[INSTRUCTIONS FOR THE TASK] From the records below, transcribe only the lines running from the one with "Detect louvered tower" through the one with "Detect dormer window.". Keep both of those end lines.

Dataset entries
*** Block opens ***

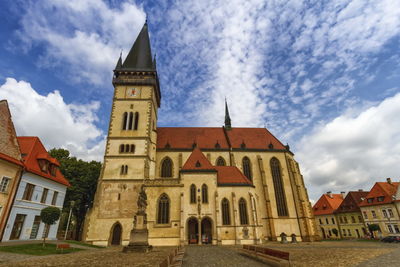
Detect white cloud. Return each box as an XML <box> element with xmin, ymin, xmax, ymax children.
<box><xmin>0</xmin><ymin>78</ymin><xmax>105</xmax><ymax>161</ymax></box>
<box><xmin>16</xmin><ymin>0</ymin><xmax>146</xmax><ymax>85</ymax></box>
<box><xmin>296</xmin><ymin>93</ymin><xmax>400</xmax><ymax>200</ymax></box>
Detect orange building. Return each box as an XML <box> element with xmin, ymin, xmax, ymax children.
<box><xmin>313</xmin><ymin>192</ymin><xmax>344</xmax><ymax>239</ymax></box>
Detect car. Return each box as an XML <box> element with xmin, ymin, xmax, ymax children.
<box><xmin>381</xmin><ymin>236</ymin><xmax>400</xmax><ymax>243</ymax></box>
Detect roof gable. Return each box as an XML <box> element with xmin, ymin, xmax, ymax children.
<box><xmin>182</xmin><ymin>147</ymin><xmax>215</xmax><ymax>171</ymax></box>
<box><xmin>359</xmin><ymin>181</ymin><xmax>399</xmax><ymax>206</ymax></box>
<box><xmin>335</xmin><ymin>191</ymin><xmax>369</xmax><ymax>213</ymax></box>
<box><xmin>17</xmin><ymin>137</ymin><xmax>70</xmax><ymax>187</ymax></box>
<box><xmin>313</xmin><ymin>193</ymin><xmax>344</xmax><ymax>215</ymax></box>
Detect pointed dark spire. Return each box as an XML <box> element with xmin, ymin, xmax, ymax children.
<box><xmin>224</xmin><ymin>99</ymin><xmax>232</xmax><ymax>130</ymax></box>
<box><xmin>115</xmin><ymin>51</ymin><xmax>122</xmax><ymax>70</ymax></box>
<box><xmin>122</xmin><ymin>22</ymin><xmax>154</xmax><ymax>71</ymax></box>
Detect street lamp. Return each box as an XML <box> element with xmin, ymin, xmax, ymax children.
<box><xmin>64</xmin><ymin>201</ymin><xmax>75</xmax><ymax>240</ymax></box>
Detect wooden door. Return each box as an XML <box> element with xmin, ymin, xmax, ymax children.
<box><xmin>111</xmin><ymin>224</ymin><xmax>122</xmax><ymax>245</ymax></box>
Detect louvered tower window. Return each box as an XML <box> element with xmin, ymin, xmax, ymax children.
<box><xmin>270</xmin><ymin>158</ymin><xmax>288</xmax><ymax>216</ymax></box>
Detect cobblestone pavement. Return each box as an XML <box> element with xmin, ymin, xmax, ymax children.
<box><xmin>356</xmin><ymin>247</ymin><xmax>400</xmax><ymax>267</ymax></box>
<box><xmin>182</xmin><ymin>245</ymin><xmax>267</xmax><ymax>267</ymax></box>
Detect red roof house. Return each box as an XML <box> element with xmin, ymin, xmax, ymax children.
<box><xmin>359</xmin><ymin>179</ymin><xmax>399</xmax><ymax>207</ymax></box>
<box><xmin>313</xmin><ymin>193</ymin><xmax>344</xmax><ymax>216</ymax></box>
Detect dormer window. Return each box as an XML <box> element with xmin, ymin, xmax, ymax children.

*** Block closes ***
*** Block opens ***

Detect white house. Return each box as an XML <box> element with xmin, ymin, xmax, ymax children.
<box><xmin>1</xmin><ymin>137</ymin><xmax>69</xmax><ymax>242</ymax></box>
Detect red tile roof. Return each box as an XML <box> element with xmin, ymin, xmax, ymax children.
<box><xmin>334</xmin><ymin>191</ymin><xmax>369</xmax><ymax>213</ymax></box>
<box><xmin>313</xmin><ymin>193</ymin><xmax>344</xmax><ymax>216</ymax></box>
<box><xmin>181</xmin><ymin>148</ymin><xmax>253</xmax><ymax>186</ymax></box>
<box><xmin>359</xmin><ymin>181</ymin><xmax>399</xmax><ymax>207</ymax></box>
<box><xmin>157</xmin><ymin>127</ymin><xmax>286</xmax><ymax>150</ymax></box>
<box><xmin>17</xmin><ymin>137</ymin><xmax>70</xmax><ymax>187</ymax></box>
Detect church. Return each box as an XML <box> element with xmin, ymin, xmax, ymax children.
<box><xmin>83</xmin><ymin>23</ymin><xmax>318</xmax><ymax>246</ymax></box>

*** Block closes ***

[FINAL ANSWER]
Detect louvered tower window. Return each box as an XML <box> element with xmin, ymin, xmax, ymax children.
<box><xmin>270</xmin><ymin>158</ymin><xmax>288</xmax><ymax>216</ymax></box>
Detect cobblestone pavement. Return each box as an XML <box> element with xmin, ymin, xmax, ymax children.
<box><xmin>356</xmin><ymin>247</ymin><xmax>400</xmax><ymax>267</ymax></box>
<box><xmin>182</xmin><ymin>245</ymin><xmax>267</xmax><ymax>267</ymax></box>
Detect red roof house. Return each box as an XML <box> element with xmin, ymin, xmax, ymax children.
<box><xmin>359</xmin><ymin>179</ymin><xmax>399</xmax><ymax>207</ymax></box>
<box><xmin>313</xmin><ymin>193</ymin><xmax>344</xmax><ymax>216</ymax></box>
Detect dormer window. Return each box as an XML <box> element with xmin, ymin, xmax, ymax children.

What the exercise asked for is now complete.